╭─ Dataset content

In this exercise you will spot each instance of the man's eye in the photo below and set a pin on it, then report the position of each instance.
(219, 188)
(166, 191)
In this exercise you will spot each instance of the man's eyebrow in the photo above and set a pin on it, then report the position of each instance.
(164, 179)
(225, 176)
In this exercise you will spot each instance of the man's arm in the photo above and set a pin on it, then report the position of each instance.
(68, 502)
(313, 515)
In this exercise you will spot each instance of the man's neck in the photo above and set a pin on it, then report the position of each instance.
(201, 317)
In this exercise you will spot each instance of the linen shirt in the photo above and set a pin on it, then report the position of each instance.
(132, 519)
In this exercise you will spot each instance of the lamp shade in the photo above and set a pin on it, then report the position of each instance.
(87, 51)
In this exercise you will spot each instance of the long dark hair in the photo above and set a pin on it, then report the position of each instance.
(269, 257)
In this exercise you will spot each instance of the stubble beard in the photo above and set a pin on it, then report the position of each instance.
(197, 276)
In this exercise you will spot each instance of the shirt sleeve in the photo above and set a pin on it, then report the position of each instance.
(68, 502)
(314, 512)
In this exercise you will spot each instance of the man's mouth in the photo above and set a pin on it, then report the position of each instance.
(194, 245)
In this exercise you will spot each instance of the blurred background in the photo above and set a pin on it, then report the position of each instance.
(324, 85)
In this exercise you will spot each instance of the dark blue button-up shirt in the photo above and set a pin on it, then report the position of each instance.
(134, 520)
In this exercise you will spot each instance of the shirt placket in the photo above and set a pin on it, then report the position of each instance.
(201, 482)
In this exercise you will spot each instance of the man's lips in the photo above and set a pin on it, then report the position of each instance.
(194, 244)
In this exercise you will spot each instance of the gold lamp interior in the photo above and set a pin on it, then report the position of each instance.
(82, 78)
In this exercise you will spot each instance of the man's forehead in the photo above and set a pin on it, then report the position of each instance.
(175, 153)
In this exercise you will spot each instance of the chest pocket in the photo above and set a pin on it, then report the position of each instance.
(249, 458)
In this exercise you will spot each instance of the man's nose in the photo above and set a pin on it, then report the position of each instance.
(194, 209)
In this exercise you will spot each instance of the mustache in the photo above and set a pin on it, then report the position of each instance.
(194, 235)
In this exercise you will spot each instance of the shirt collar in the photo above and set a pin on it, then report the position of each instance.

╰─

_To do_.
Reproduce the listing above word for word.

_Expected output_.
In this exercise you will spot each instance of the man's eye in the photo below and set a pin on it, then report the position of each instance.
(219, 188)
(166, 191)
In this exercise you will spot each instance of the man's eyebrow in the photo above and set a pin on it, then report the position of each instance.
(164, 179)
(225, 176)
In this exercise you will spot each instance of the man's arm in the photo above and set a pin on it, then report the position of each instance.
(68, 502)
(313, 515)
In this exercise you will spot each instance of the man's neck in the photo above and set a pin on it, then report the position of each instance.
(201, 317)
In this exercise you will spot each instance of the linen shirt in the photo above and set a pin on it, then report the position of each instance.
(132, 519)
In this exercise you will spot each instance of the lamp shade in the photo above and set a pin on it, then report the position of each instance.
(87, 51)
In this exercise you will spot each instance of the long dark hair in the photo above and set a pin on it, then report the position of each instance.
(269, 257)
In this exercise you will spot each instance of the stubble beard in the photo above and set a pin on it, then report the position of each instance.
(197, 276)
In this exercise you will spot each instance of the shirt sleeve in the photo above and set a pin on it, then report the position of each instance.
(68, 502)
(314, 512)
In this exercise you will spot each instance of the man's mouth in the photo above and set a pin on it, then report the position of each instance.
(194, 245)
In this exercise you will spot each instance of the blurred background in the photo above and set a pin on it, then report the position of each instance.
(324, 85)
In this exercise you will spot each instance of the dark blue button-up shirt in the photo above and set a pin on it, then report the position of each instance.
(134, 520)
In this exercise you will spot each instance of the shirt placket in the photo above and set a pin on it, then report the position of each instance.
(201, 482)
In this exercise you will spot each instance of the man's lips in the photo above and set a pin on it, then report the position of each instance.
(194, 244)
In this exercise you will spot each instance of the gold lamp interior in the photo above and set a pin on it, then report the position of each instance.
(82, 78)
In this exercise you will spot each instance of the man's forehead in the photo above and set a pin on it, then report the position of each instance.
(175, 153)
In this exercise you will spot each instance of the chest pocket in the photo above and set a pin on it, then report the position of each instance.
(249, 458)
In this exercise you will spot each instance of the man's nose in the photo above and set a pin on it, then report the position of each instance.
(194, 209)
In this exercise you will spot each instance of the mustache in the photo above and set a pin on it, then report the position of each instance.
(194, 235)
In this exercise you will spot each instance of the shirt collar in the photo above and set a pin on it, then report the position of each instance.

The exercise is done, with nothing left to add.